Output the data below verbatim, every line in its original order and with no changes.

** START TASK DATA **

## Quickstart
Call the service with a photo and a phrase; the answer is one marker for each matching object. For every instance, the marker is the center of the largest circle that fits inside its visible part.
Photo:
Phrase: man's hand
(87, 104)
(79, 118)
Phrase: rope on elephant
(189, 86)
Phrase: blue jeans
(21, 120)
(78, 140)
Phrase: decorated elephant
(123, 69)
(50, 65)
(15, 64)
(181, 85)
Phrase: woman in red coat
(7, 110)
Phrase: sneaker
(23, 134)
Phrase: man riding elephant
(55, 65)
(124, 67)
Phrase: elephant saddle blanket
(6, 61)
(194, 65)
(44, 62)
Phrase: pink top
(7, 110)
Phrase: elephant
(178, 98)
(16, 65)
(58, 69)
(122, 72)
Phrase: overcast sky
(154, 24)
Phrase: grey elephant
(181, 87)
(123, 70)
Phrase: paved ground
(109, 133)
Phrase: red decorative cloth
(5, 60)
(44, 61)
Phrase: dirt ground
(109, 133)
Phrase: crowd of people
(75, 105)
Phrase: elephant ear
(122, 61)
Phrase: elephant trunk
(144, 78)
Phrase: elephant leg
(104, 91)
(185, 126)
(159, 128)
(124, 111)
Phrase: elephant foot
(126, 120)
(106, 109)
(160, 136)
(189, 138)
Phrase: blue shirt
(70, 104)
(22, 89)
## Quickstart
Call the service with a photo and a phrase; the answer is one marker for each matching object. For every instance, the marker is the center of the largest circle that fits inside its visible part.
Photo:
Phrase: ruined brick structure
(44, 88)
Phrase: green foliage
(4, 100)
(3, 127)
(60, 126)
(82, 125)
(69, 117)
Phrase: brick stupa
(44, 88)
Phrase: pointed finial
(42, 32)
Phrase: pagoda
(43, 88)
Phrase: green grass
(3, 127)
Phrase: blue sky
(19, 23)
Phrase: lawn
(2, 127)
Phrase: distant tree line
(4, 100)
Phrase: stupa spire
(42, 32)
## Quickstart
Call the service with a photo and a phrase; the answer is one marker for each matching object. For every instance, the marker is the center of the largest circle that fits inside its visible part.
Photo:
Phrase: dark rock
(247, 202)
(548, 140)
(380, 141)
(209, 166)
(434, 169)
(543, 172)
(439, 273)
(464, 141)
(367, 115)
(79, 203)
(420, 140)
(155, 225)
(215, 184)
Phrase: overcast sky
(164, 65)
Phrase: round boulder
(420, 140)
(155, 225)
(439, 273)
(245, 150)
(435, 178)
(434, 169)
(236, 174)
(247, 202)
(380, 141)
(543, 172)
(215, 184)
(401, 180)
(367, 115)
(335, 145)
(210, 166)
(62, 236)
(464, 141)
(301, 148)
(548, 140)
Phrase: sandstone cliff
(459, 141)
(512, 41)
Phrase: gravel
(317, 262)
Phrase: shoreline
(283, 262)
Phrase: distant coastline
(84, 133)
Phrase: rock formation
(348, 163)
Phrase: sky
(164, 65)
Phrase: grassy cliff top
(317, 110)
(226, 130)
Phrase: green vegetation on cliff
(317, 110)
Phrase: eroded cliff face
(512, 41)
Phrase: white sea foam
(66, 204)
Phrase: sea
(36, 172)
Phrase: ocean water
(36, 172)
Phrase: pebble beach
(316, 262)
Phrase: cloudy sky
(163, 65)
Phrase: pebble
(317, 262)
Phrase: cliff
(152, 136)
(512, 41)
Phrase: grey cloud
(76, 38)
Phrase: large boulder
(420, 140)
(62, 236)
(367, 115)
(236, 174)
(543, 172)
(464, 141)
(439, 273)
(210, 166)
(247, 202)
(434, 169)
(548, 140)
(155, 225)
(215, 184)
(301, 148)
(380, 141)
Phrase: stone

** END TASK DATA **

__WRITTEN RESPONSE__.
## Quickstart
Call the service with a photo and a phrase; the answer is one marker for each matching object. For every instance, the marker is the center of the largest circle that fits inside its visible part.
Photo:
Phrase: man's hand
(87, 104)
(79, 118)
Phrase: rope on elephant
(189, 86)
Phrase: blue jeans
(21, 120)
(78, 140)
Phrase: decorated elephant
(123, 69)
(50, 65)
(15, 64)
(181, 85)
Phrase: woman in red coat
(7, 110)
Phrase: sneaker
(23, 134)
Phrase: man riding elephant
(55, 65)
(124, 67)
Phrase: elephant saddle blanket
(6, 61)
(194, 65)
(44, 62)
Phrase: pink top
(7, 110)
Phrase: elephant
(178, 98)
(16, 65)
(58, 69)
(122, 72)
Phrase: overcast sky
(154, 24)
Phrase: grey elephant
(181, 87)
(123, 70)
Phrase: paved ground
(109, 133)
Phrase: red decorative cloth
(5, 60)
(44, 61)
Phrase: dirt ground
(109, 133)
Phrase: crowd of people
(75, 105)
Phrase: elephant ear
(122, 61)
Phrase: elephant trunk
(144, 78)
Phrase: elephant leg
(104, 91)
(185, 126)
(159, 128)
(124, 111)
Phrase: elephant foot
(126, 120)
(106, 109)
(160, 136)
(189, 138)
Phrase: blue shirt
(70, 104)
(22, 89)
## Quickstart
Call the service with a photo and a phrase; the answer is one marker for each matching object. For every instance, the marker is the center of the largest circle that fits inside its visible part.
Photo:
Phrase: ruined brick structure
(44, 88)
Phrase: green foliage
(4, 100)
(3, 127)
(60, 126)
(82, 125)
(69, 117)
Phrase: brick stupa
(44, 88)
Phrase: pointed finial
(42, 32)
Phrase: pagoda
(43, 88)
Phrase: green grass
(3, 127)
Phrase: blue sky
(19, 23)
Phrase: lawn
(2, 127)
Phrase: distant tree line
(4, 100)
Phrase: stupa spire
(42, 32)
## Quickstart
Call the service with a photo and a phrase; the answer is one marker for each matching object. For every instance, the marker is the center of the largest circle that fits inside its visible part.
Photo:
Phrase: dark rock
(247, 202)
(548, 140)
(380, 141)
(209, 166)
(434, 169)
(543, 172)
(439, 273)
(464, 141)
(367, 115)
(79, 203)
(420, 140)
(155, 225)
(215, 184)
Phrase: overcast sky
(164, 65)
Phrase: round boulder
(420, 140)
(155, 225)
(439, 273)
(245, 150)
(435, 178)
(434, 169)
(236, 174)
(247, 202)
(380, 141)
(543, 172)
(215, 184)
(401, 180)
(367, 115)
(335, 145)
(210, 166)
(62, 236)
(464, 141)
(301, 148)
(548, 140)
Phrase: sandstone cliff
(459, 141)
(512, 41)
Phrase: gravel
(317, 262)
Phrase: shoreline
(283, 262)
Phrase: distant coastline
(84, 133)
Phrase: rock formation
(348, 163)
Phrase: sky
(164, 65)
Phrase: grassy cliff top
(317, 110)
(226, 130)
Phrase: green vegetation on cliff
(317, 110)
Phrase: eroded cliff face
(512, 41)
Phrase: white sea foam
(66, 204)
Phrase: sea
(36, 172)
Phrase: ocean water
(36, 172)
Phrase: pebble beach
(316, 262)
Phrase: cloudy sky
(163, 65)
Phrase: pebble
(317, 262)
Phrase: cliff
(152, 136)
(512, 41)
Phrase: grey cloud
(76, 38)
Phrase: large boulder
(420, 140)
(62, 236)
(367, 115)
(236, 174)
(543, 172)
(464, 141)
(439, 273)
(210, 166)
(247, 202)
(434, 169)
(548, 140)
(155, 225)
(215, 184)
(301, 148)
(380, 141)
Phrase: stone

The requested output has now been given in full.